Given information

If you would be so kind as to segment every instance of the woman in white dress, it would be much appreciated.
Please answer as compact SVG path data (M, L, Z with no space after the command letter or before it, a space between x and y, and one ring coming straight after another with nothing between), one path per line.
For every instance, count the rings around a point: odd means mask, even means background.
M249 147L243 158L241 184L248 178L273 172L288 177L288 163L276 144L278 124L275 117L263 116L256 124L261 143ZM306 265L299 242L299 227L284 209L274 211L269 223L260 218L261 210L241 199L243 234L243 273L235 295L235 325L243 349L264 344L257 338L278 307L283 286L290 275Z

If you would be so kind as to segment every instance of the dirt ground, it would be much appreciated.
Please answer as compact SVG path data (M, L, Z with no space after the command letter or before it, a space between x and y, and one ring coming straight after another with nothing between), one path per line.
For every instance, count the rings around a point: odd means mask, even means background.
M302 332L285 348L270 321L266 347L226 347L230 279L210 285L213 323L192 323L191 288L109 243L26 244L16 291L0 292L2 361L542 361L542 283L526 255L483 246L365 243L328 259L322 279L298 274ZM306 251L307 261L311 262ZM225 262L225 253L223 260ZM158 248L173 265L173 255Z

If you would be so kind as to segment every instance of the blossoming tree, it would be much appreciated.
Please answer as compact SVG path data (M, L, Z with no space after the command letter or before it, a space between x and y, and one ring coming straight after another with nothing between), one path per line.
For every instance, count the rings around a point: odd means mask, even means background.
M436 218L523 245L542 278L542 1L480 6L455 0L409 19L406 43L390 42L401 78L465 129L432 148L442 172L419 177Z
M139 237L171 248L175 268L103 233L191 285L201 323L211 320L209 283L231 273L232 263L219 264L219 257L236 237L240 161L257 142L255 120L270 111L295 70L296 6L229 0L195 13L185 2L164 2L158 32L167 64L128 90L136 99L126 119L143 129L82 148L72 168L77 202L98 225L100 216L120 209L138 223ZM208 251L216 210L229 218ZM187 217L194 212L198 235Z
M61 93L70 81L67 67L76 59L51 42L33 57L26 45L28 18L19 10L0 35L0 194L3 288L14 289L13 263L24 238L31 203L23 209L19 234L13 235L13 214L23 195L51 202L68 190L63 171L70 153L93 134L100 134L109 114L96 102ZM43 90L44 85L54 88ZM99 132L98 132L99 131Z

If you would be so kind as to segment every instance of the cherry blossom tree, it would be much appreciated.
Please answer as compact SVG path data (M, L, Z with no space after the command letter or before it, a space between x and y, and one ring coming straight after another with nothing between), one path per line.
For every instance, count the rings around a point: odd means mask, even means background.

Task goal
Copy out all of the material above, word for word and character for character.

Solution below
If you would be so kind as to segment every instance of the woman in white dress, it would be much appreciated.
Please answer as compact SVG path data (M, L, Z with no space after the command letter or before it, a space between x and y, and one ring coming straight after another with nothing between), one path per line.
For every instance, count the rings around a point: odd means mask, even means background.
M249 147L243 158L241 184L248 178L273 172L288 177L288 163L276 144L278 124L275 117L263 116L256 124L261 143ZM306 265L299 242L299 227L284 209L274 211L269 223L260 218L261 210L241 199L243 234L243 273L235 295L235 325L243 349L264 344L257 338L278 307L283 286L290 275Z

If you would be so kind as to segment every instance of the dirt ground, it would be much appreciated.
Please answer as compact SVG path data (M, L, Z with no space after the command letter or before it, a space between x and y, and one ring coming straight after another with nothing between), one path per line.
For every instance, count the rings around a point: odd means mask, even means background.
M302 332L285 348L270 321L266 347L226 347L230 279L210 285L213 323L192 323L191 288L109 243L26 244L16 291L0 292L2 361L542 361L542 283L526 255L483 246L365 243L328 259L322 279L298 274ZM306 251L307 261L311 262ZM225 262L225 253L223 260ZM158 248L173 265L173 255Z

If you would be so kind as to segment every instance of the blossoming tree, it would be much appreciated.
Please answer as compact SVG path data (M, L, Z with no space after the command letter or before it, a space between x and y, and one ring coming straight after another with nothing between), one path per line.
For every instance, count the rings around a point: odd means mask, even means background.
M436 218L523 245L542 278L542 1L480 6L455 0L409 19L406 43L390 42L401 78L465 129L432 148L442 172L419 177Z
M139 237L171 248L175 268L103 233L191 285L201 323L211 320L209 283L231 273L232 263L219 264L219 257L236 237L240 161L257 142L255 120L270 111L295 70L296 6L229 0L195 13L185 2L164 2L158 32L167 64L128 90L136 99L126 119L143 129L82 148L72 168L77 202L98 225L100 216L120 209L138 223ZM208 251L216 210L229 218ZM187 217L194 212L198 235Z
M61 93L70 81L67 67L76 59L51 42L33 57L26 45L28 18L19 10L0 35L0 194L3 288L14 289L13 263L24 238L31 203L23 209L19 234L13 235L13 214L23 195L51 202L68 190L63 171L70 153L93 134L100 134L109 114L96 102ZM43 90L44 85L54 88ZM99 132L98 132L99 131Z

If you would be so kind as to segment every instance of the cherry blossom tree, it would be much appreciated.
Please answer as compact SVG path data (M, L, Z with no space after the command letter or before it, a space between x and y, and one ring coming straight after another with nothing between), one path per line.
For every instance, count the rings around a point: odd means mask, even means background.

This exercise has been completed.